■ Directions: Copy everything in the data below exactly except the pictures.

═════ Given records ═════

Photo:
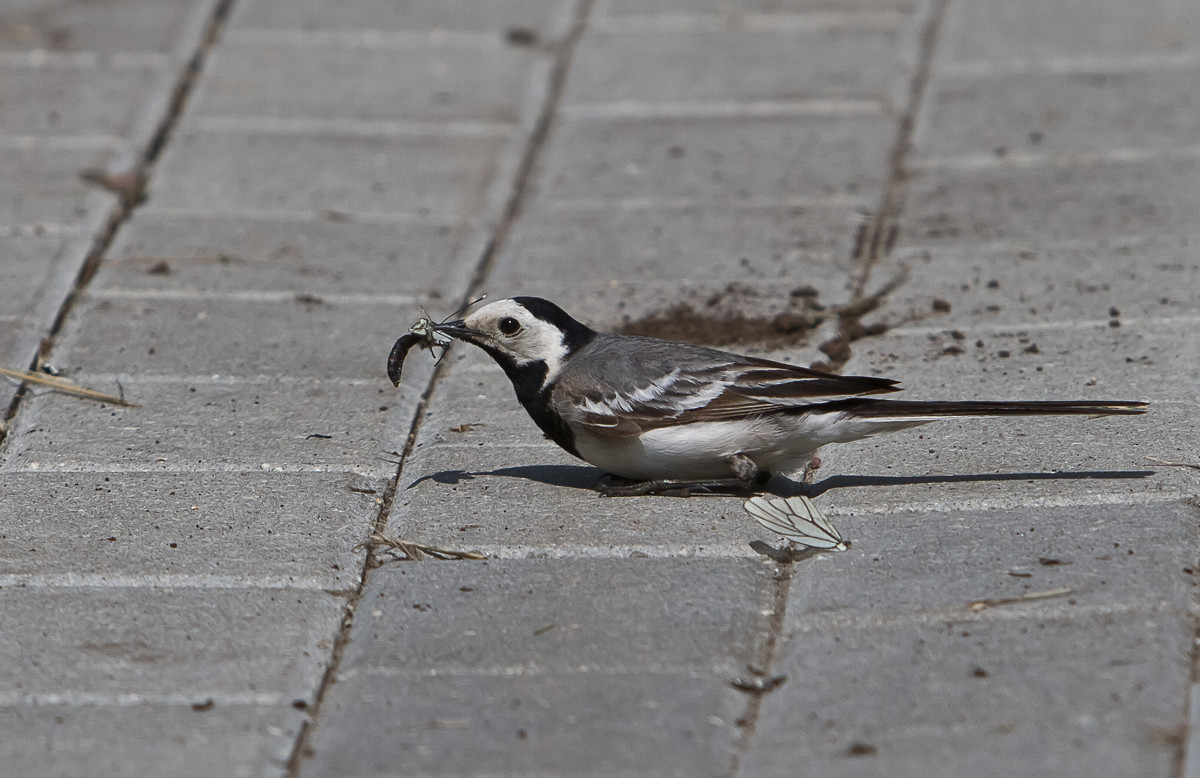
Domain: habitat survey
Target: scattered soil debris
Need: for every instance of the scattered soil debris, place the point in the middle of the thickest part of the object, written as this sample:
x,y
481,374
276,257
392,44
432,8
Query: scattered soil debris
x,y
412,550
130,185
861,749
521,36
720,318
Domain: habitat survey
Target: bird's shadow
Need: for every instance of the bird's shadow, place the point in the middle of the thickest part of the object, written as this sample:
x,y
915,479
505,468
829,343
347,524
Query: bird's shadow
x,y
569,476
586,478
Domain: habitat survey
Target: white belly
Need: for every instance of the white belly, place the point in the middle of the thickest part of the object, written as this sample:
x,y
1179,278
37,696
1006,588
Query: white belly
x,y
697,450
781,443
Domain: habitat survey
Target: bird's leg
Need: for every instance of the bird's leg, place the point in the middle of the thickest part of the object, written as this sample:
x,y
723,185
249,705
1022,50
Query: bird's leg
x,y
745,474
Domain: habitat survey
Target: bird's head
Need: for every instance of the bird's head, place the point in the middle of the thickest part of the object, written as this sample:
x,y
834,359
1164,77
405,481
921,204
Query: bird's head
x,y
522,331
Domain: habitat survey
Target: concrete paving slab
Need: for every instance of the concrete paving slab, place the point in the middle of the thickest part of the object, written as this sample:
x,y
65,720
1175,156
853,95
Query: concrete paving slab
x,y
1039,203
1141,359
1061,113
324,256
715,160
61,741
295,335
367,84
1006,285
1081,748
185,644
234,172
47,102
31,270
670,724
973,681
1073,364
216,425
516,503
606,265
516,664
41,186
645,65
165,27
995,34
487,617
238,527
924,566
732,10
541,16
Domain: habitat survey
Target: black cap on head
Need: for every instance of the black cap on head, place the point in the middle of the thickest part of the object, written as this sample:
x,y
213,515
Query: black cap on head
x,y
576,334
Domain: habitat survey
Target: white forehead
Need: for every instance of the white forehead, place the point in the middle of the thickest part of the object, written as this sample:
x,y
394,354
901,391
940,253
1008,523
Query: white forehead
x,y
498,310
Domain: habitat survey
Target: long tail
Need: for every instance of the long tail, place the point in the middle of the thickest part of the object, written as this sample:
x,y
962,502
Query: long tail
x,y
916,411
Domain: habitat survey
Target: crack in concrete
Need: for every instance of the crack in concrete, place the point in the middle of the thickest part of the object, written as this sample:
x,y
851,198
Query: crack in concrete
x,y
533,147
876,238
130,187
874,241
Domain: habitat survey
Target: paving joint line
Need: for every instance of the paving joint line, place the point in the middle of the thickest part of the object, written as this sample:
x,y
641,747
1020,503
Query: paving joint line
x,y
511,209
1186,755
781,586
876,237
129,198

═════

■ Task output:
Photo:
Domain: habitat survey
Target: scattered soil debris
Need: for every instance of the scattered soil debris, place the point in the middle of the thickest part of the object, written as this sample:
x,y
481,374
276,257
392,44
432,8
Query: scattered soil debris
x,y
412,550
130,185
861,749
521,36
720,318
Domain: habitat survey
Target: bird's shadow
Need: for every instance of the bird's shadow, place the point in the middle of the thickest part of the object, written as this sample:
x,y
915,479
505,468
829,343
347,524
Query: bird's shadow
x,y
569,476
586,478
Domain: habitat survey
Target: white belly
Need: for every instance of the white belly, place the point in the middle of the thickest part of the object, written as this sample:
x,y
1179,278
37,696
1006,588
Query: white belly
x,y
697,450
781,443
Domain: habitat survey
Target: bird's leg
Need: for every instance of the bird's leg, place the point in the middle of the thickest part of the object, written as this sample:
x,y
723,185
249,705
1022,50
Query: bird's leg
x,y
745,474
Domain: habitat survey
Target: bird's head
Need: for every instance of the bird's head, place the point in the middle of the thickest part of the object, written as this sample:
x,y
834,359
1164,77
405,481
921,204
Query: bird's head
x,y
522,331
Domain: habitat survey
Target: concrete paving slab
Need: for every instance of the concrete paving slab, place the point in the middle of the thickest part of the object, written as this sample:
x,y
65,720
1175,156
853,95
Query: concrete paving slab
x,y
1039,203
1141,359
1061,113
324,256
715,160
61,741
295,335
367,84
1006,285
1081,748
185,644
234,172
47,102
31,270
670,724
973,681
1073,364
216,425
516,503
606,265
516,664
41,186
645,65
165,27
995,34
487,617
238,527
924,566
732,10
541,16
Domain: habitat survey
Target: black cap on head
Need: for every instance of the black cap on head, place the point in the middle of the thickest part of the object, written as this sample:
x,y
213,515
Query: black cap on head
x,y
576,334
Domain: habitat survey
Target: white forehead
Need: for every instance of the white forehead, place the point in the middle of the thickest part of the object, written as this sample:
x,y
394,354
901,391
940,253
1008,523
Query: white forehead
x,y
498,310
Domain: habitat survey
Target: long tail
Need: for every instance of the long tail, place the point in the middle of the thickest part of the object, written as this sample:
x,y
962,502
Query: long tail
x,y
916,411
Domain: habitat survey
Target: crack in concrete
Need: for every instance of the crack in concrete, place the point in the middle of the thickest part of the object, written as this sample:
x,y
851,198
Query: crack in concrete
x,y
533,147
876,238
130,187
874,241
Domain: habitat survey
Target: paving joint line
Need: for every instance of the paving joint line, place the point in the middle of the thickest part of the object, written as this sample:
x,y
641,747
1020,503
Query: paving joint line
x,y
511,209
1186,755
781,586
876,237
129,198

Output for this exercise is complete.